Entries supplied:
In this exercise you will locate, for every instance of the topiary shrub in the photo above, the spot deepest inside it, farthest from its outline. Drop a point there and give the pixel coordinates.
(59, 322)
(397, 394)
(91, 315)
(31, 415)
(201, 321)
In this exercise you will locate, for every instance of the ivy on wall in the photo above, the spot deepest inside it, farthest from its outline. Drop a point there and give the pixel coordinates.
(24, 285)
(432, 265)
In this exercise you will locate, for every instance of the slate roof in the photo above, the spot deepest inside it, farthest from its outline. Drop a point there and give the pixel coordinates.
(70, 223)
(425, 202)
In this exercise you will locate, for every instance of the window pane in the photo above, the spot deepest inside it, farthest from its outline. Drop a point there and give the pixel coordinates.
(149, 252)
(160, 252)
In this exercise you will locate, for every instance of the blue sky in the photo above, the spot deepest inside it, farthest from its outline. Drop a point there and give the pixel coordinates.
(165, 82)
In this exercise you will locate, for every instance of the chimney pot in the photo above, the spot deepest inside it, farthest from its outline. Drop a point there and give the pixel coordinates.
---
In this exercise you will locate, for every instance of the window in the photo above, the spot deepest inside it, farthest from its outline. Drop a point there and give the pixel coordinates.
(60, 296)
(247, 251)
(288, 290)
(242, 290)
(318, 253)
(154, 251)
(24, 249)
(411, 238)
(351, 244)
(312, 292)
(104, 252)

What is expected: Extract exactly and only the lines above from the line containing "of the blue" through the line containing "of the chimney", both end lines included.

Output below:
In this exercise you will locate, for every instance of the blue sky in the photo above, the spot deepest inside it, farthest from its outline. Drop a point there and give the pixel coordinates.
(165, 82)
In this exercise you will locate, for every instance of the chimney pot in the photo above, the spot deepest inside it, farthest from its outline. Drop a point there and give the pixel coordinates.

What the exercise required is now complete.